- [Petunjuk a]
Ulangi persis baris-baris dalam daftar, mulai dari baris yang memuat "target: grassy hillside" sampai dengan baris yang memuat "[[[86,40],[127,20],[154,20],[183,30],[204,20],[222,0],[6,0]]]". Gambar tidak usah dimasukkan ke dalam jawaban.

- [Bacaan yang Disediakan]
▬▬▬
Alt Title

Mulianya Posisi Dosen dan Ilmu dalam Islam

Mulianya Posisi Dosen dan Ilmu dalam Islam

 


Kehormatan adalah milik seorang pendidik

Bahkan Islam mensyariatkan adab khusus yang wajib dimiliki oleh pencari ilmu terhadap gurunya

____________________________________________


Penulis Yuliyati Sambas 

Tim Media Kuntum Cahaya 


KUNTUMCAHAYA.com, ANALISIS - Do everything get one cent. Bukan hanya jokes, ungkapan yang semisal tersebut kerap dilontarkan sebagai bentuk kritisisme atas kondisi pendidik jenjang pendidikan tinggi yang tak mendapat perhatian cukup dari negara. Benar, makin ke sini posisi dosen kian terabaikan, sementara beban tugas makin bertambah.
▬▬▬
- [Data yang Diberikan]
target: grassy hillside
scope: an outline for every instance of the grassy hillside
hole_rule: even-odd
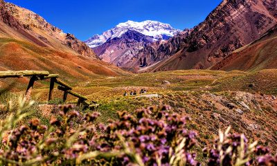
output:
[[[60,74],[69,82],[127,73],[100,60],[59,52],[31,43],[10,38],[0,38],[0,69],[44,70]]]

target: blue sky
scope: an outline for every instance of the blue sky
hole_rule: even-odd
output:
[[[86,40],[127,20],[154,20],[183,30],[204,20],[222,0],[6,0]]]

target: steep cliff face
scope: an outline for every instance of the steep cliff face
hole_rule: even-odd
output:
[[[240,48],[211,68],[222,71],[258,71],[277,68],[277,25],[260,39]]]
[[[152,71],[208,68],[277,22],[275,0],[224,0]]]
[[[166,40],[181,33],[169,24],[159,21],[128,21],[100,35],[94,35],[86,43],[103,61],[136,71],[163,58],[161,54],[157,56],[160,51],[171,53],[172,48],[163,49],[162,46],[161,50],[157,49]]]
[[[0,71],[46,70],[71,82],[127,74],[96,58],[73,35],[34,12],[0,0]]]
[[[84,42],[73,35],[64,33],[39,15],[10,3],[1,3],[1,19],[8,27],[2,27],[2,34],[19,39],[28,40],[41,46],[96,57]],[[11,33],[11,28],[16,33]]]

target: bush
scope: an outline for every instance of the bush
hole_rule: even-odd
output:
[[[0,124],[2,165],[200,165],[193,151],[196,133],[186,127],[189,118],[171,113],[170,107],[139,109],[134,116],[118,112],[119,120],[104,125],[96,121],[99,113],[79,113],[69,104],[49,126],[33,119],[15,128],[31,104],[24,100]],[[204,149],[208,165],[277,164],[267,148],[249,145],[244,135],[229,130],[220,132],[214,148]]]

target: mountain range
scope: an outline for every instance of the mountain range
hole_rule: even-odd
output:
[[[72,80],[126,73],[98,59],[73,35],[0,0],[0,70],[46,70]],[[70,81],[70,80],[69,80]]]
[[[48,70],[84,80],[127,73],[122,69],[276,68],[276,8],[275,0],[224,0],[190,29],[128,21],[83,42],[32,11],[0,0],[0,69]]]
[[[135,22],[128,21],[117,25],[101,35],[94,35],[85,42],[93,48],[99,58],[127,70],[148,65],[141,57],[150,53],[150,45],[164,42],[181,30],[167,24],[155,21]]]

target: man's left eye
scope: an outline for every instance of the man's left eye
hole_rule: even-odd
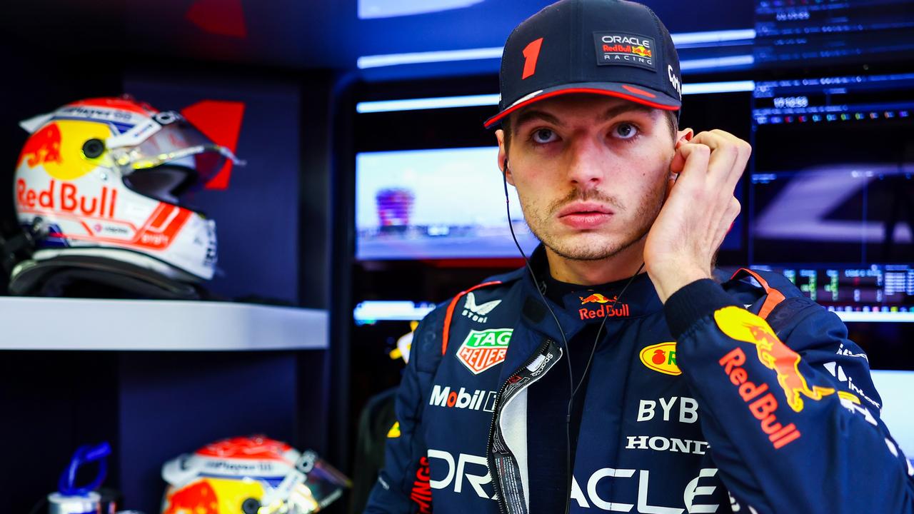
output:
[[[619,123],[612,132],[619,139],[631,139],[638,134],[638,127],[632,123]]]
▬▬▬
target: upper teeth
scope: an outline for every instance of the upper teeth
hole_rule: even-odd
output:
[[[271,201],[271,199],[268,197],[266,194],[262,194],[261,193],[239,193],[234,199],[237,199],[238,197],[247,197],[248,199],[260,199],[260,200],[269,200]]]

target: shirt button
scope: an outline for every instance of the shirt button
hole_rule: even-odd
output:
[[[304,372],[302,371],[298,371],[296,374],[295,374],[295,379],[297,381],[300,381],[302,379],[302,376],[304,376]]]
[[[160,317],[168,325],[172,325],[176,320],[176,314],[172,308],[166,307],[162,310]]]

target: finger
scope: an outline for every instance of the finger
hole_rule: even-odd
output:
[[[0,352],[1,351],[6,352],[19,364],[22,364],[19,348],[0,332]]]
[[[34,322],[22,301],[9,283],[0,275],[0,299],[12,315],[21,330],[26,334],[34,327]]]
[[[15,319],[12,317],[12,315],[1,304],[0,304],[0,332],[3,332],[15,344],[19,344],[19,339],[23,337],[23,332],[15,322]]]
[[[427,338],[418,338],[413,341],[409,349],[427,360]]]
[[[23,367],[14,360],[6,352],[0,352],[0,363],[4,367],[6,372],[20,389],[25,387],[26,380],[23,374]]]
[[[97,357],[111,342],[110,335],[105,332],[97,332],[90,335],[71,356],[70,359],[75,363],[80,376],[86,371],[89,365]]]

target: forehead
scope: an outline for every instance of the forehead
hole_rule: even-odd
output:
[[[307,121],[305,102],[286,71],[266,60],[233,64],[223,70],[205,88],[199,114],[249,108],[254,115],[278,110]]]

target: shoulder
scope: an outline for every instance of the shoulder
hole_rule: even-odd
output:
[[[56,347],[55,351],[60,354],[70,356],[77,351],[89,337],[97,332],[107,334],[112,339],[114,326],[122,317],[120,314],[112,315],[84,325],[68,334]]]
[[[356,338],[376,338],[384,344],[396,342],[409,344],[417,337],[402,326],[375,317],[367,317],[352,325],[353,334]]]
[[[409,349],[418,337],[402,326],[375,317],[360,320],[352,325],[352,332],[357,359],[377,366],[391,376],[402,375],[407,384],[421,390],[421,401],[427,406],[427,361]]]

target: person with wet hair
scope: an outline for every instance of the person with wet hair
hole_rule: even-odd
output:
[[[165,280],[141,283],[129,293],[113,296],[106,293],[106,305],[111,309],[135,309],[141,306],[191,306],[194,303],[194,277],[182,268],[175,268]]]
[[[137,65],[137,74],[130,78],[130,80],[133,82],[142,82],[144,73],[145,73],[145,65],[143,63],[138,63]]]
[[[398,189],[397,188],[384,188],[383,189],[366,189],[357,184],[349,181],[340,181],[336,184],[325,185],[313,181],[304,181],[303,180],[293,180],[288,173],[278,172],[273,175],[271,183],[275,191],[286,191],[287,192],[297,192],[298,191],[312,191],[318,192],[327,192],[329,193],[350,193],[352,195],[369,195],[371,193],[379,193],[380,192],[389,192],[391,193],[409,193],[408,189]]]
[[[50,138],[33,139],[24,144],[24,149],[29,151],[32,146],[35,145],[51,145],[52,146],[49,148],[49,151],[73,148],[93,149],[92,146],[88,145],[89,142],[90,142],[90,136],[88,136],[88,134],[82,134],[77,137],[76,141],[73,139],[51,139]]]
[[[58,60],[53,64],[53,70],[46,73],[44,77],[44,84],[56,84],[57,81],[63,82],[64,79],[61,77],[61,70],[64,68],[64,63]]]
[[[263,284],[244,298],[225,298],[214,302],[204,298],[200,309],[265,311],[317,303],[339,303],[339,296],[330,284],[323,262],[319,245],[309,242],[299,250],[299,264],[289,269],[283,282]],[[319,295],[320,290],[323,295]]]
▬▬▬
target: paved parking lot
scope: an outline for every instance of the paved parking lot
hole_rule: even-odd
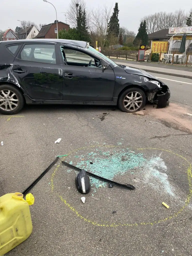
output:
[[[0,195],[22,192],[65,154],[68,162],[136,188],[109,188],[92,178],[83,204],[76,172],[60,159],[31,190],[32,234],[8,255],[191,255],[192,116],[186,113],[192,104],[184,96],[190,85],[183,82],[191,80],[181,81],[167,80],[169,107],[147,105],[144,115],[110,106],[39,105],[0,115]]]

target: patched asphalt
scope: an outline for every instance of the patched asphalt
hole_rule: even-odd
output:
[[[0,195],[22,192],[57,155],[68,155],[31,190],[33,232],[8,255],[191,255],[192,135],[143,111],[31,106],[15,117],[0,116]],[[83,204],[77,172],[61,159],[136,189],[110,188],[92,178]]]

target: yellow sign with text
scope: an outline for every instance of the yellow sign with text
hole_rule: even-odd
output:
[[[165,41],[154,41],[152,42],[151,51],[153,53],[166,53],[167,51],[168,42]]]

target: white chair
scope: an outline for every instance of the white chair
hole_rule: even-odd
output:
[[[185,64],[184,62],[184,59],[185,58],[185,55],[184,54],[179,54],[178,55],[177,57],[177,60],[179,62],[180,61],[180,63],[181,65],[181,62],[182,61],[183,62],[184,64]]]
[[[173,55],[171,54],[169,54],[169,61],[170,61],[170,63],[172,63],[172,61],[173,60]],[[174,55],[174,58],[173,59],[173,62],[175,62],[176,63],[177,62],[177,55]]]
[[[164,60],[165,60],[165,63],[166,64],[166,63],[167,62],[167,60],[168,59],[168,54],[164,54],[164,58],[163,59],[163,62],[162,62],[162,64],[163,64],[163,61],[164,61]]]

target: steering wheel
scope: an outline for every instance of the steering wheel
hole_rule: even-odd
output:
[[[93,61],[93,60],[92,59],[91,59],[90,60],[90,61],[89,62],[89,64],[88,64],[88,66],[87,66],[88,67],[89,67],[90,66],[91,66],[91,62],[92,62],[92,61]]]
▬▬▬
- [Petunjuk b]
Tuliskan kembali dengan persis bagian bacaan tentang kemuliaan dosen dan ilmu dalam Islam, mulai dari "Tim Media Kuntum" sampai dengan "tugas makin bertambah.".

- [Hasil Latihan a]
target: grassy hillside
scope: an outline for every instance of the grassy hillside
hole_rule: even-odd
output:
[[[60,74],[69,82],[127,73],[100,60],[59,52],[31,43],[10,38],[0,38],[0,69],[44,70]]]

target: blue sky
scope: an outline for every instance of the blue sky
hole_rule: even-odd
output:
[[[86,40],[127,20],[154,20],[183,30],[204,20],[222,0],[6,0]]]

- [Hasil Latihan b]
Tim Media Kuntum Cahaya 


KUNTUMCAHAYA.com, ANALISIS - Do everything get one cent. Bukan hanya jokes, ungkapan yang semisal tersebut kerap dilontarkan sebagai bentuk kritisisme atas kondisi pendidik jenjang pendidikan tinggi yang tak mendapat perhatian cukup dari negara. Benar, makin ke sini posisi dosen kian terabaikan, sementara beban tugas makin bertambah.